[PAGE]:
04/05/2017
Petites nouvelles du Front (VIII)
Et pendant ce temps (dans les années 2000), que faisait le Ministre ?
La réponse est dans « Les territoires perdus de la République », à la page 220 : Jack Lang adresse une lettre à l’ensemble des responsables de l’Éducation nationale, des chefs d’établissement et des professeurs.
Dans une situation internationale « marquée au Moyen-Orient par la recrudescence de tensions d’une gravité alarmante et par l’accélération d’affrontements meurtriers ».
Il refuse « vigoureusement tout amalgame » et réagit à « la recrudescence d’agressions antijuives » (eh oui ! d’un alinéa à l’autre, le même mot – recrudescence – est répété… Pas terrible comme dissertation !).
« De tels actes (…) n’ont pas droit de cité dans notre démocratie. Ils sont illégaux, comme est illégale toute forme de racisme » (on s’en doute).
« C’est le rôle et le devoir de l’école de la République que d’enseigner, sans relâche, les principes d’égalité et de fraternité qui sont le socle de notre coexistence nationale ».
« J’invite les professeurs à rappeler ces principes. Ils monteront combien la violation de ces règles a toujours ensanglanté l’Histoire et quelles tragédies elle a engendrées pour l’humanité ».
« J’encourage toutes les démarches visant à maintenir, au sein de l’école, le climat de sérénité et de compréhension réciproque qui est l’esprit même de la laïcité républicaine et permet à tous les élèves de devenir à la fois adultes et citoyens ».
Voilà, c’était le 2 avril 2002, et c’est tout.
Ils étaient invités et encouragés… J’imagine ce qu’ont pu faire de cette circulaire les professeurs du lycée dont j’ai parlé dans le billet du 4 mai 2017…
20 jours plus tard, c’était le 21 avril 2002.
Peut-être est-ce une explication ?
12:30 Publié dans Actualité et langue française, Bensoussan Georges, Économie et société, Essais, Livre | Lien permanent | Commentaires (0)

[JEU DE DONNÉES]:
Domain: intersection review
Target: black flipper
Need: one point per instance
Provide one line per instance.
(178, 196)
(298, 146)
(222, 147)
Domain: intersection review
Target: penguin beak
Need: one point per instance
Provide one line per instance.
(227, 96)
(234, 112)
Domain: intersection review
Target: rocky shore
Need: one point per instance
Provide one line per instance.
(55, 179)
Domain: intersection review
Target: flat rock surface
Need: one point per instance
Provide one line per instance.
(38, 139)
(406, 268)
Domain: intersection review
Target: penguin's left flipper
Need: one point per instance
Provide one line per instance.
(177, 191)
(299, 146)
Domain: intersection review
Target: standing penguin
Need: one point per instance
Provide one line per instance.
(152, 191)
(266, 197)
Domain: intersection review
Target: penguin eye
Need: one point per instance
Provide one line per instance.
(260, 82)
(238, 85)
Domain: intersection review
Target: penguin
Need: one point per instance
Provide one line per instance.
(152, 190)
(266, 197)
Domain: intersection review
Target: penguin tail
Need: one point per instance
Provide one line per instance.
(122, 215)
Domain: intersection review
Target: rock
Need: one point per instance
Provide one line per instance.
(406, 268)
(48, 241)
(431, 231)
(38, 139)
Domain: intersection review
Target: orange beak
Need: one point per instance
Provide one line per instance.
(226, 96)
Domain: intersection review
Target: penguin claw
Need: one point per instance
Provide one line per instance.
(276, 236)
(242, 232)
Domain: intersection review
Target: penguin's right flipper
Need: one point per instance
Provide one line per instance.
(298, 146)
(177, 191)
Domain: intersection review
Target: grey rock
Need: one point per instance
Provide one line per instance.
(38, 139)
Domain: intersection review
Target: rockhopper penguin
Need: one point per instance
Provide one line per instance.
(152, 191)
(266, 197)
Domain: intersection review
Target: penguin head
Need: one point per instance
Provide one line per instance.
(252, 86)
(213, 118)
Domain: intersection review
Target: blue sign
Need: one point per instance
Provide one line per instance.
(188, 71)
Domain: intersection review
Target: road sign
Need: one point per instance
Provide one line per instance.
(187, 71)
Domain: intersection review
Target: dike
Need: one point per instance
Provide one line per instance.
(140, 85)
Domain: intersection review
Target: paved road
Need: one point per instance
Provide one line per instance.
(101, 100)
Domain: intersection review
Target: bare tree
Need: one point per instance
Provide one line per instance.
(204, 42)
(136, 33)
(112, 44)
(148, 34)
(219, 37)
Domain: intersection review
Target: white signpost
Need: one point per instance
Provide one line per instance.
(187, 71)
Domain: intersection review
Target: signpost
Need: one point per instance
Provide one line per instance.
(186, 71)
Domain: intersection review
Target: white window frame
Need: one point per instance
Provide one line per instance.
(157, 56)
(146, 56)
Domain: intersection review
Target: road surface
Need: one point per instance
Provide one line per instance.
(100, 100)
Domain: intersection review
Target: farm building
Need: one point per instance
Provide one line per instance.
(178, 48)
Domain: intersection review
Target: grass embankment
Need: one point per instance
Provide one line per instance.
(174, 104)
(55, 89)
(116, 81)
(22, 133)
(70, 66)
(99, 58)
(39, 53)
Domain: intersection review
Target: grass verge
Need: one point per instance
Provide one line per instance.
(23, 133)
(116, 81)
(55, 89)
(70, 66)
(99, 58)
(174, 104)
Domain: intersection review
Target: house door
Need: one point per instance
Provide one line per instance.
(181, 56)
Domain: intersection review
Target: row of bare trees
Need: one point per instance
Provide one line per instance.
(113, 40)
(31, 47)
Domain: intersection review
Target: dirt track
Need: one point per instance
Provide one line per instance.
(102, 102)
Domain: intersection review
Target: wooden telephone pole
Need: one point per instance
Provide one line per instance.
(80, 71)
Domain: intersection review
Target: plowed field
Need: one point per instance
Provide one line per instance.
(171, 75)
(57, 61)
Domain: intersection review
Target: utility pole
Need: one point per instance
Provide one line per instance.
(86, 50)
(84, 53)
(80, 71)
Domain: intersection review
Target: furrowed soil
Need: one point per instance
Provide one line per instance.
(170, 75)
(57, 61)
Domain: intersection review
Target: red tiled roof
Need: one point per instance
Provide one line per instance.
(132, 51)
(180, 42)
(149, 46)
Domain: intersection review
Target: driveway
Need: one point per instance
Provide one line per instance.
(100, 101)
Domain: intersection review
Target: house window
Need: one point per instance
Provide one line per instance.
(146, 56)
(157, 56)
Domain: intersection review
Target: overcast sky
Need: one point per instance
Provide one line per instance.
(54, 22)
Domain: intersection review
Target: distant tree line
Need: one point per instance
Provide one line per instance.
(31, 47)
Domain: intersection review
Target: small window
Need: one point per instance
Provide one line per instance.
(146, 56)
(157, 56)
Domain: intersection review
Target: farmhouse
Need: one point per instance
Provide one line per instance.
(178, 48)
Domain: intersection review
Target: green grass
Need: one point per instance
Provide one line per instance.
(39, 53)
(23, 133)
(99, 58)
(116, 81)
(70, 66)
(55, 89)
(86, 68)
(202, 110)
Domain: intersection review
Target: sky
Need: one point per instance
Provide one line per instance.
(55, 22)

[CONSIGNES]:
1. D'après la page, à quelle date Jack Lang a-t-il adressé sa lettre aux responsables de l'Éducation nationale ?
2. Recopiez le passage de la page compris entre « Ils étaient invités » et « 21 avril 2002. », inclus, en remplaçant « circulaire » par « note », s'il vous plaît.

[LISTE DES RÉPONSES]:
1. Le 2 avril 2002.

2.
Ils étaient invités et encouragés… J’imagine ce qu’ont pu faire de cette note les professeurs du lycée dont j’ai parlé dans le billet du 4 mai 2017…
20 jours plus tard, c’était le 21 avril 2002.